** START Dataset **
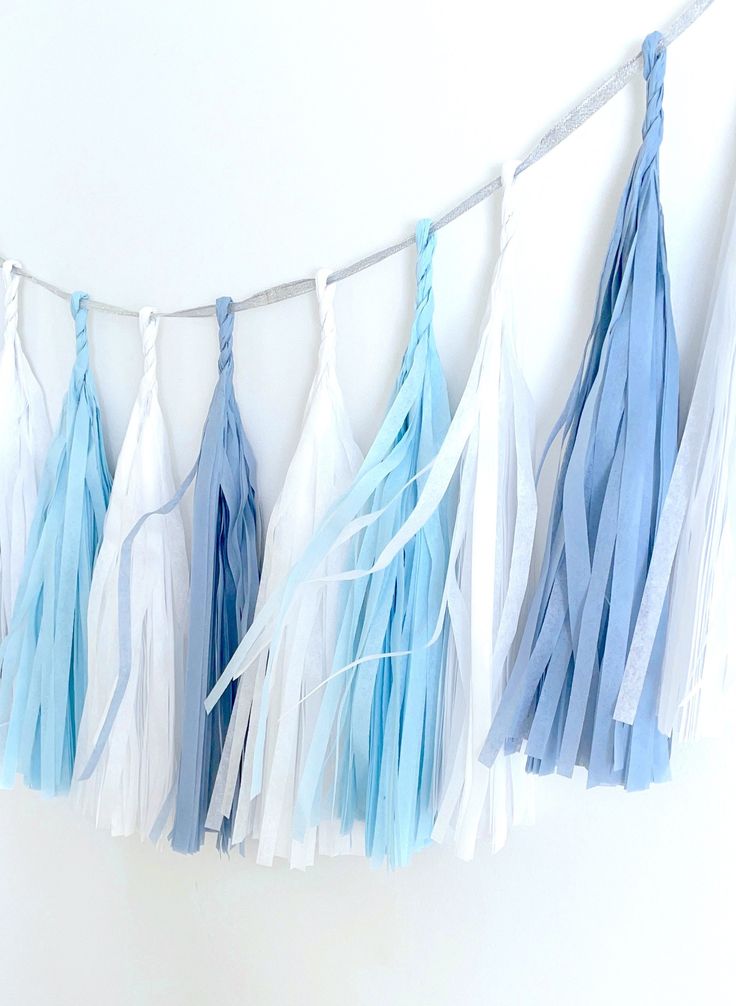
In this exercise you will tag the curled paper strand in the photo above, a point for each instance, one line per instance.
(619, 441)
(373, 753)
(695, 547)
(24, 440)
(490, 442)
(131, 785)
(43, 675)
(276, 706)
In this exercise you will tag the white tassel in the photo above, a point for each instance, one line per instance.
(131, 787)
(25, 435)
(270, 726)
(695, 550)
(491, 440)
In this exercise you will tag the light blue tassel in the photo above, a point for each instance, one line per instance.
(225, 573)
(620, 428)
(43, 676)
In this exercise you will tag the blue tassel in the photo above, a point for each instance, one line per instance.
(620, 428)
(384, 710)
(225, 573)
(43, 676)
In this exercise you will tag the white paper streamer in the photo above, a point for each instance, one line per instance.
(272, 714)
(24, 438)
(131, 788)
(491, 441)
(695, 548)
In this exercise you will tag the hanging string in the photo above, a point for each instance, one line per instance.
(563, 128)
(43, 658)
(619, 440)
** END Dataset **
** START Dataset **
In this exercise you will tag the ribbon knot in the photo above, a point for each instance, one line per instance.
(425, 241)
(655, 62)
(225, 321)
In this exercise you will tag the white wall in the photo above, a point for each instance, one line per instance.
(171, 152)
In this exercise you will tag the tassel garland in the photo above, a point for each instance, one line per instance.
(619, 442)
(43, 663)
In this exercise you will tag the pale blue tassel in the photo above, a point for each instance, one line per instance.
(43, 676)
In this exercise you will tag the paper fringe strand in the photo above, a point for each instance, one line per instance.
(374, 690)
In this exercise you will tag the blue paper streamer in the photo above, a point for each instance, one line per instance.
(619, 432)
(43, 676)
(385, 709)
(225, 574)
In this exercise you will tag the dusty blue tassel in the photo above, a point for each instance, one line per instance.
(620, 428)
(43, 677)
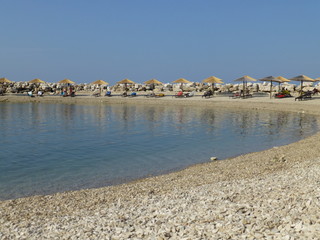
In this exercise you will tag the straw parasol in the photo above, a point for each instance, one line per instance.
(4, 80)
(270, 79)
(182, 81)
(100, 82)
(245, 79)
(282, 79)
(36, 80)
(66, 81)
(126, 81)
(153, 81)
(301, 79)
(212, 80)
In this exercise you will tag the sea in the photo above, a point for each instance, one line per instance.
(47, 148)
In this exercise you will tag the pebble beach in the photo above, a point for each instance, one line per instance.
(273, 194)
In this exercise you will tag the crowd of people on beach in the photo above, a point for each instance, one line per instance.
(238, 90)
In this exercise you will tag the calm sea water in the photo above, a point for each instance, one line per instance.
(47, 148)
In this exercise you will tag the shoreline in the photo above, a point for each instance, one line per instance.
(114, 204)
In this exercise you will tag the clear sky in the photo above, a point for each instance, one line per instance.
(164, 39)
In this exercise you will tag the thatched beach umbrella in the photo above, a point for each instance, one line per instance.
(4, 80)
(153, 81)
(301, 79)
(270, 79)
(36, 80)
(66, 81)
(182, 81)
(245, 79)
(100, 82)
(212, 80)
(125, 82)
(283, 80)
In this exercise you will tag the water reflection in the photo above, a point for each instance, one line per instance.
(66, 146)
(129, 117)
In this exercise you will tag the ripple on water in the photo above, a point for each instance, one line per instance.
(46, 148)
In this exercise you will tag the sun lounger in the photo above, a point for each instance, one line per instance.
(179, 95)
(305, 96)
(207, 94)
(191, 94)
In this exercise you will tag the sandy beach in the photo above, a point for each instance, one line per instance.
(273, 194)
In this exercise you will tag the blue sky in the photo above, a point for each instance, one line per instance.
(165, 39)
** END Dataset **
*What the exercise asks*.
Locate every line in the listing above that contains the word "paper", and copy each of those lines.

*Solution for this problem*.
In this exercise you will tag the curled paper strand in the photo above, a point for each instance, one line per instance.
In this exercise you will tag the white paper streamer in the photo above, a point for each instance, one line per instance.
In this exercise you will tag the paper fringe strand in the photo above, a point for each instance, one line per instance.
In this exercise you will tag the blue paper streamer in the photo above, a point for each instance, one line per instance.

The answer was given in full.